> [EXERCISE OBJECTIVE]:
Locate, in the data below, the line that contains "Locate the concrete slab;" and the line that contains "Locate the cracked"; reproduce exactly those two lines and every line between them, nothing more.

--- SUPPLIED ENTRIES ---

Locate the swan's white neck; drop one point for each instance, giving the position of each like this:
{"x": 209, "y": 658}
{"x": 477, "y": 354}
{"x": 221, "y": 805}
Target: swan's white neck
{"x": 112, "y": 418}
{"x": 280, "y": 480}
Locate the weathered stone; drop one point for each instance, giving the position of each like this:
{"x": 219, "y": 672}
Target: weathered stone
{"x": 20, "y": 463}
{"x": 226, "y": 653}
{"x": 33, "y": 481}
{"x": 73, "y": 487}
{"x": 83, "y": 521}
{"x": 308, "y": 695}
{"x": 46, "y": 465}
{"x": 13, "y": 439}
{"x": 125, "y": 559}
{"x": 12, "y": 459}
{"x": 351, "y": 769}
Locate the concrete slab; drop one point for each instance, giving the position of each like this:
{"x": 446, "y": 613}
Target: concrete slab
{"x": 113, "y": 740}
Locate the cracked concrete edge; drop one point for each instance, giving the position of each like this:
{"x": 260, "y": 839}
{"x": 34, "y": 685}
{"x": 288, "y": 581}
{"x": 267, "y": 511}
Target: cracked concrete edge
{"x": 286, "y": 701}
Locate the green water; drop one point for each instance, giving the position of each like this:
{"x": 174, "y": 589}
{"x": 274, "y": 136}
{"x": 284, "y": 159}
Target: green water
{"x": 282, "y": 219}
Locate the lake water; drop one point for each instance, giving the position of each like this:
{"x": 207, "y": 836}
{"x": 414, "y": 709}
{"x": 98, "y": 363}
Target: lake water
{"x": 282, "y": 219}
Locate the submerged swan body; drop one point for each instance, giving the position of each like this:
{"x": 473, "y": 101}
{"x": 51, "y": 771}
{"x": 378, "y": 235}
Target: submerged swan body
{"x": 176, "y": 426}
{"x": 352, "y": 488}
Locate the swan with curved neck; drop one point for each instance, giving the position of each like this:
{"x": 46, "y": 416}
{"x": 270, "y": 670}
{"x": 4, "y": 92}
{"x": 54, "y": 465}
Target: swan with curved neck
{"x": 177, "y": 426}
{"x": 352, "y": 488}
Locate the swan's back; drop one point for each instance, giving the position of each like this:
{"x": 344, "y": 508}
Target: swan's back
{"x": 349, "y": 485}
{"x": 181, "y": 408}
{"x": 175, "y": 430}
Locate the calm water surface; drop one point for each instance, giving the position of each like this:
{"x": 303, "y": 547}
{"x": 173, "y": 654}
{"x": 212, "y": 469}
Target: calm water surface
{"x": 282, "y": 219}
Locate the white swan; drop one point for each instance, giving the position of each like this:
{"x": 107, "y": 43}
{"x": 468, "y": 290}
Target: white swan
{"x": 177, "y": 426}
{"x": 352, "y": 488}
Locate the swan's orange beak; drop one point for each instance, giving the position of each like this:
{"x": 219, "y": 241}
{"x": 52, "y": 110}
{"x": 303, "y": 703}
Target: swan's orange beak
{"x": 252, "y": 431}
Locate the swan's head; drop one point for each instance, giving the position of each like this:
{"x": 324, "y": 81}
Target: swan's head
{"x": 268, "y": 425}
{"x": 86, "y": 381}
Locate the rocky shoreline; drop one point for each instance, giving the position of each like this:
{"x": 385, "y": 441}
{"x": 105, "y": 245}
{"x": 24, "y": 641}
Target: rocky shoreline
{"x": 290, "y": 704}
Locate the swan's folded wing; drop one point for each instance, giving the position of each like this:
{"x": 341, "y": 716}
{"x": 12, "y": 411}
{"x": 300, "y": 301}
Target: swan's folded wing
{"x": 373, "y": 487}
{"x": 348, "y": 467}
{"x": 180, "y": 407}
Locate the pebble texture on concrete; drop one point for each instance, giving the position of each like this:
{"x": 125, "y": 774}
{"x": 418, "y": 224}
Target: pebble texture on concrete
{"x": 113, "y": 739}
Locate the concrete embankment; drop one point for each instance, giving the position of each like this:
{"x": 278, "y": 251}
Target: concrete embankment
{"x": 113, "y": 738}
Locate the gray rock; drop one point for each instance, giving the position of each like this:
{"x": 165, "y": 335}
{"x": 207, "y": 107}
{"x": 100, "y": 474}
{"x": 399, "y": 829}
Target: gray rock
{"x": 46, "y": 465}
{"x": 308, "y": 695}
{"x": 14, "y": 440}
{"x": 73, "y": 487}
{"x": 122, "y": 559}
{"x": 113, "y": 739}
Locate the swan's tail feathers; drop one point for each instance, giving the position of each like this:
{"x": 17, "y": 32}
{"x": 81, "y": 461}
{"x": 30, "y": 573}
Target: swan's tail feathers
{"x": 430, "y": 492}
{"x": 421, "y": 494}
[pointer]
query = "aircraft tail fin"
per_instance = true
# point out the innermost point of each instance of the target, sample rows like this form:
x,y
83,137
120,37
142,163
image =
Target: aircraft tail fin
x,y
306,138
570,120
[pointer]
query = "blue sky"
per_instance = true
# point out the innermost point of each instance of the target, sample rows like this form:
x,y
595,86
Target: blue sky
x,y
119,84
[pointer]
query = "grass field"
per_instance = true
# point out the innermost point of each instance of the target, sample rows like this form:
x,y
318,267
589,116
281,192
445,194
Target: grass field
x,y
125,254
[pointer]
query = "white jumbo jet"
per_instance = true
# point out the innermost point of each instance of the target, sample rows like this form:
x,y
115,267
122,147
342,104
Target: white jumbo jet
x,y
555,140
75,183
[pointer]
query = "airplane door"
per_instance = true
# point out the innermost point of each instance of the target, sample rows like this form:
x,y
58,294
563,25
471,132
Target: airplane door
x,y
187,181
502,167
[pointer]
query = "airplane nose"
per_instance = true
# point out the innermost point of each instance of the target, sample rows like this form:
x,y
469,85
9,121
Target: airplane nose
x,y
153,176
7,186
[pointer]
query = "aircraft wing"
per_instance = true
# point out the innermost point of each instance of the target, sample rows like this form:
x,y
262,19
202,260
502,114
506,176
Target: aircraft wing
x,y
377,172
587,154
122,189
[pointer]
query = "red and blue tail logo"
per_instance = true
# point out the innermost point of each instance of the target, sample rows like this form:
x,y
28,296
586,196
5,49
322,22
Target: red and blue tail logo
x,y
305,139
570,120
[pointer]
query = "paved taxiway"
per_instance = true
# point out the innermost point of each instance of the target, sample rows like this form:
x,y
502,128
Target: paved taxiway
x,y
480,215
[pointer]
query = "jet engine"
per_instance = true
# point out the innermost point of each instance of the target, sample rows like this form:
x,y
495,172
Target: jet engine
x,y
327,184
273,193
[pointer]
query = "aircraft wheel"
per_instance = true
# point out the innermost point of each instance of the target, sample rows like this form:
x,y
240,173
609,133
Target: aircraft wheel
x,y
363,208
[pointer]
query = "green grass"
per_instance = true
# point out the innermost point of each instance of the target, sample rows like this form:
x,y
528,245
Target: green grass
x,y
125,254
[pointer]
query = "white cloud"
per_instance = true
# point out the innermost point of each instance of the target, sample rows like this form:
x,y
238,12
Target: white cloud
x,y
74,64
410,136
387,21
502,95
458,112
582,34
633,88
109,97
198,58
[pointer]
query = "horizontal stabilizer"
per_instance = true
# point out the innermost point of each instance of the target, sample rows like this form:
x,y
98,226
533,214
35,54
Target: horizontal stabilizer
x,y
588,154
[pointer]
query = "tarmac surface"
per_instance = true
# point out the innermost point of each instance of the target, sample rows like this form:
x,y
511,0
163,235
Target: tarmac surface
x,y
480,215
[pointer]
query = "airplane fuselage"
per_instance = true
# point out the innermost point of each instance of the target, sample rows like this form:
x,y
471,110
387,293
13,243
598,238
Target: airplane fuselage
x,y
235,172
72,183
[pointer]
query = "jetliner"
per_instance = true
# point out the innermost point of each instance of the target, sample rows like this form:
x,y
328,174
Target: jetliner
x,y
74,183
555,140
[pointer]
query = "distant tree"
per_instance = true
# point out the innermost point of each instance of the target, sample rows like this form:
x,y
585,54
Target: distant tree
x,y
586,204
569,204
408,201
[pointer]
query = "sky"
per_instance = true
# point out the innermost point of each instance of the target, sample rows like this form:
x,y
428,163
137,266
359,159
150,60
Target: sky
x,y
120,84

---

> [ANSWER BOX]:
Locate the concrete slab; drop one point for each instance, giving the position of each like this:
{"x": 446, "y": 613}
Target: concrete slab
{"x": 113, "y": 740}
Locate the cracked concrete edge; drop one point for each instance, giving the position of each like this:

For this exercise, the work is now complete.